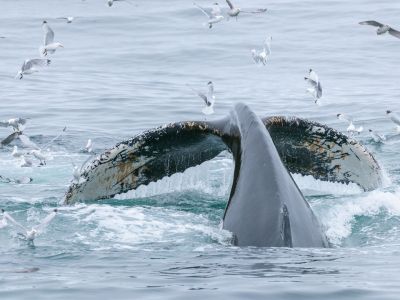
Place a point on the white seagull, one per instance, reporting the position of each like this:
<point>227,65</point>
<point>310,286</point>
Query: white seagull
<point>22,180</point>
<point>209,99</point>
<point>235,11</point>
<point>68,19</point>
<point>15,153</point>
<point>18,124</point>
<point>25,162</point>
<point>39,156</point>
<point>89,146</point>
<point>378,138</point>
<point>29,234</point>
<point>213,17</point>
<point>76,173</point>
<point>32,66</point>
<point>262,56</point>
<point>351,129</point>
<point>315,88</point>
<point>111,2</point>
<point>394,118</point>
<point>49,46</point>
<point>382,28</point>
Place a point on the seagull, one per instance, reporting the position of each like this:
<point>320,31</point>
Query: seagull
<point>89,146</point>
<point>9,138</point>
<point>68,19</point>
<point>17,180</point>
<point>111,2</point>
<point>316,89</point>
<point>49,45</point>
<point>16,123</point>
<point>382,28</point>
<point>262,56</point>
<point>16,153</point>
<point>39,156</point>
<point>378,138</point>
<point>351,129</point>
<point>235,11</point>
<point>394,118</point>
<point>214,17</point>
<point>31,66</point>
<point>25,162</point>
<point>209,99</point>
<point>76,173</point>
<point>54,139</point>
<point>29,234</point>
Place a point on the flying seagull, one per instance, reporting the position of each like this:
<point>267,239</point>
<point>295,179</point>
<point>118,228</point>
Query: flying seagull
<point>18,124</point>
<point>377,137</point>
<point>351,129</point>
<point>235,11</point>
<point>111,2</point>
<point>315,88</point>
<point>32,66</point>
<point>394,118</point>
<point>262,56</point>
<point>213,17</point>
<point>89,146</point>
<point>382,28</point>
<point>68,19</point>
<point>49,46</point>
<point>208,99</point>
<point>29,234</point>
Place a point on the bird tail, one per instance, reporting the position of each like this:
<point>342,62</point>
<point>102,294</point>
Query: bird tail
<point>208,110</point>
<point>42,51</point>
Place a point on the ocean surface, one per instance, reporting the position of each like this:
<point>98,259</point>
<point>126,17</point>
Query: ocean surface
<point>125,69</point>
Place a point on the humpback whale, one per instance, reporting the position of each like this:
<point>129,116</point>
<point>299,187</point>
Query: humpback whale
<point>265,206</point>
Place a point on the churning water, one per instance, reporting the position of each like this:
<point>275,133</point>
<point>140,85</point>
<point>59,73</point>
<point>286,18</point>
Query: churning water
<point>125,69</point>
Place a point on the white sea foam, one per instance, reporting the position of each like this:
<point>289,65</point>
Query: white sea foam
<point>130,226</point>
<point>338,217</point>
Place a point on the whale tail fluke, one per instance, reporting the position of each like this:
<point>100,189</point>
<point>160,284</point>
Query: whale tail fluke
<point>305,147</point>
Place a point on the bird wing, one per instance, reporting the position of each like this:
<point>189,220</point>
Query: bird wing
<point>48,34</point>
<point>54,139</point>
<point>319,90</point>
<point>210,89</point>
<point>27,142</point>
<point>4,124</point>
<point>230,4</point>
<point>3,223</point>
<point>267,45</point>
<point>200,94</point>
<point>202,9</point>
<point>39,228</point>
<point>372,23</point>
<point>313,76</point>
<point>394,32</point>
<point>39,62</point>
<point>24,67</point>
<point>10,138</point>
<point>257,11</point>
<point>395,119</point>
<point>21,228</point>
<point>216,10</point>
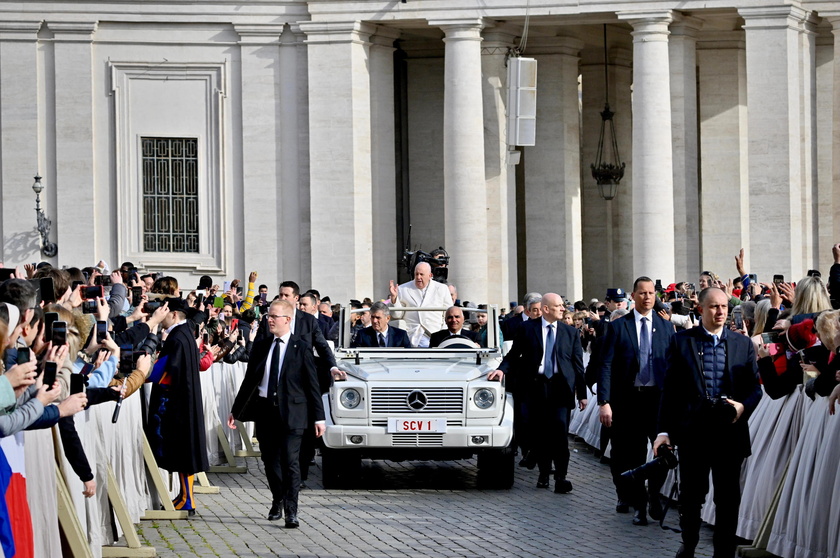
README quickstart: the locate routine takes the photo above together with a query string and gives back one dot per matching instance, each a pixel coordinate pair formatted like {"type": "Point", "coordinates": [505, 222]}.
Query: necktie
{"type": "Point", "coordinates": [274, 371]}
{"type": "Point", "coordinates": [548, 367]}
{"type": "Point", "coordinates": [644, 354]}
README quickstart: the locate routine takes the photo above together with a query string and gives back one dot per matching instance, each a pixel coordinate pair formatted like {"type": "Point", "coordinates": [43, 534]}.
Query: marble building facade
{"type": "Point", "coordinates": [323, 130]}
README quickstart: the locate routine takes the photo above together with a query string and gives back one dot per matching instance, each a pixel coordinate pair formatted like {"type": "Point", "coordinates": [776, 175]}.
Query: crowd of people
{"type": "Point", "coordinates": [717, 369]}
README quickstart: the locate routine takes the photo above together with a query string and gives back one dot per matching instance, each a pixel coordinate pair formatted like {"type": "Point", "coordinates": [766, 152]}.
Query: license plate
{"type": "Point", "coordinates": [418, 425]}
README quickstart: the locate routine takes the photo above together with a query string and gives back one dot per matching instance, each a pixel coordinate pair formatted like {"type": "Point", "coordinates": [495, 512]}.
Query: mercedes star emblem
{"type": "Point", "coordinates": [416, 400]}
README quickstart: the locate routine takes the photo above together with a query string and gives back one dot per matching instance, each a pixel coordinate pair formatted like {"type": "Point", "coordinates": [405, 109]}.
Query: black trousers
{"type": "Point", "coordinates": [280, 452]}
{"type": "Point", "coordinates": [548, 419]}
{"type": "Point", "coordinates": [634, 424]}
{"type": "Point", "coordinates": [696, 460]}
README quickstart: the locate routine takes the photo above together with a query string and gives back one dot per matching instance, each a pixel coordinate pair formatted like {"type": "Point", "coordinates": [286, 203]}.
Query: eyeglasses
{"type": "Point", "coordinates": [277, 317]}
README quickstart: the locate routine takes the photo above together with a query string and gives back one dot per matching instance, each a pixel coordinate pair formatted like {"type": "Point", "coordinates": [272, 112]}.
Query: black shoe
{"type": "Point", "coordinates": [655, 508]}
{"type": "Point", "coordinates": [276, 512]}
{"type": "Point", "coordinates": [639, 518]}
{"type": "Point", "coordinates": [562, 487]}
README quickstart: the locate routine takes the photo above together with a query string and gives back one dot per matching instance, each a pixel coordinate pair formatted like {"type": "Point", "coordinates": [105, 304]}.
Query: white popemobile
{"type": "Point", "coordinates": [419, 405]}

──────

## Prompt:
Reproduce all the items above word for word, omitting the pictures.

## Completed exercise:
Place a point on the white seagull, one per instance, reporting the position of each like this:
<point>227,65</point>
<point>310,286</point>
Query: white seagull
<point>22,180</point>
<point>209,99</point>
<point>235,11</point>
<point>68,19</point>
<point>15,153</point>
<point>18,124</point>
<point>25,162</point>
<point>39,156</point>
<point>89,146</point>
<point>378,138</point>
<point>29,234</point>
<point>213,17</point>
<point>76,173</point>
<point>32,66</point>
<point>262,56</point>
<point>351,129</point>
<point>315,88</point>
<point>111,2</point>
<point>394,118</point>
<point>49,46</point>
<point>382,28</point>
Place a point on the seagull, one per instance, reporting the position of each like this:
<point>320,31</point>
Query: seagull
<point>89,146</point>
<point>9,138</point>
<point>68,19</point>
<point>17,180</point>
<point>111,2</point>
<point>316,89</point>
<point>49,45</point>
<point>16,123</point>
<point>382,28</point>
<point>262,56</point>
<point>16,153</point>
<point>39,156</point>
<point>378,138</point>
<point>351,129</point>
<point>235,11</point>
<point>394,118</point>
<point>214,17</point>
<point>31,66</point>
<point>25,162</point>
<point>209,99</point>
<point>76,173</point>
<point>54,139</point>
<point>29,234</point>
Place a point on the flying seagull, one per instance, reporting the position of each like this:
<point>267,239</point>
<point>295,179</point>
<point>118,228</point>
Query: flying seagull
<point>18,124</point>
<point>377,137</point>
<point>351,129</point>
<point>235,11</point>
<point>111,2</point>
<point>315,88</point>
<point>32,66</point>
<point>394,118</point>
<point>262,56</point>
<point>213,17</point>
<point>89,146</point>
<point>382,28</point>
<point>68,19</point>
<point>49,46</point>
<point>208,99</point>
<point>29,234</point>
Place a point on the bird tail, one per instance, reporting the position of each like this:
<point>342,62</point>
<point>102,294</point>
Query: bird tail
<point>208,110</point>
<point>42,51</point>
Place a point on the ocean surface, one per instance, reporting the position of each like this:
<point>98,259</point>
<point>126,17</point>
Query: ocean surface
<point>125,69</point>
Place a point on the humpback whale, one per instance, reporting the position of each like this:
<point>129,116</point>
<point>299,187</point>
Query: humpback whale
<point>265,206</point>
Place a point on the churning water, one per instance, reporting the position of each like this:
<point>275,133</point>
<point>140,85</point>
<point>59,73</point>
<point>286,18</point>
Query: churning water
<point>125,69</point>
Place a point on the white sea foam, one per instance, reporting the position of each like this:
<point>289,65</point>
Query: white sea foam
<point>130,226</point>
<point>338,217</point>
Place a point on the whale tail fluke, one per instance, reporting the position of each like this:
<point>100,189</point>
<point>160,284</point>
Query: whale tail fluke
<point>305,147</point>
Place a point on the bird wing, one per instance, reporting the position of each like this:
<point>189,220</point>
Query: bird wing
<point>48,34</point>
<point>54,139</point>
<point>319,90</point>
<point>210,89</point>
<point>27,142</point>
<point>4,124</point>
<point>230,4</point>
<point>3,223</point>
<point>267,45</point>
<point>200,94</point>
<point>202,9</point>
<point>39,228</point>
<point>372,23</point>
<point>313,76</point>
<point>394,32</point>
<point>39,62</point>
<point>24,67</point>
<point>10,138</point>
<point>257,11</point>
<point>395,119</point>
<point>21,228</point>
<point>216,10</point>
README quickstart: the locate routine takes the photo above together with a query string and gives back one dot per matching instance, each a pixel coordinate pair formatted like {"type": "Point", "coordinates": [505, 222]}.
Query: necktie
{"type": "Point", "coordinates": [274, 371]}
{"type": "Point", "coordinates": [548, 367]}
{"type": "Point", "coordinates": [644, 354]}
README quickstart: the locate routine takes the photo above together with a query string and gives back one dot per matching instance, each a pixel coordinate pair formatted like {"type": "Point", "coordinates": [43, 534]}.
Query: marble building facade
{"type": "Point", "coordinates": [323, 130]}
README quickstart: the locate routine takes the photo above together with a query string and gives back one dot per matching instance, each a pixel coordinate pair formatted like {"type": "Point", "coordinates": [776, 175]}.
Query: crowd of people
{"type": "Point", "coordinates": [717, 369]}
README quickstart: the locate routine takes the photo above together with a query string and gives back one dot per matching instance, each a pixel coordinate pair formatted like {"type": "Point", "coordinates": [766, 152]}.
Query: license plate
{"type": "Point", "coordinates": [418, 425]}
README quickstart: the locate routine takes the photo above together with a query string and gives back one dot per matching instance, each a pixel coordinate pair formatted like {"type": "Point", "coordinates": [495, 512]}.
Query: mercedes star emblem
{"type": "Point", "coordinates": [416, 400]}
README quickstart: the locate routine takes the photo above together with a query string and gives back one dot per matching instance, each a pixel coordinate pair formatted like {"type": "Point", "coordinates": [405, 109]}.
Query: black trousers
{"type": "Point", "coordinates": [280, 452]}
{"type": "Point", "coordinates": [548, 419]}
{"type": "Point", "coordinates": [634, 424]}
{"type": "Point", "coordinates": [696, 460]}
README quickstart: the locate routine takes the photo above together with a query string and gives back one dot per matching instance, each a pixel coordinate pair formatted like {"type": "Point", "coordinates": [286, 203]}.
Query: eyeglasses
{"type": "Point", "coordinates": [277, 317]}
README quickstart: the locate routine takes the photo above together with a query string and gives back one dot per matching instance, each a pixel coordinate pair formatted like {"type": "Point", "coordinates": [272, 112]}.
Query: black shoe
{"type": "Point", "coordinates": [655, 508]}
{"type": "Point", "coordinates": [276, 512]}
{"type": "Point", "coordinates": [639, 518]}
{"type": "Point", "coordinates": [562, 487]}
README quickstart: the locate routine takes the photo above together with a query string and gives back one dot per matching instance, each a pixel coordinate pair formatted like {"type": "Point", "coordinates": [105, 304]}.
Query: white popemobile
{"type": "Point", "coordinates": [419, 405]}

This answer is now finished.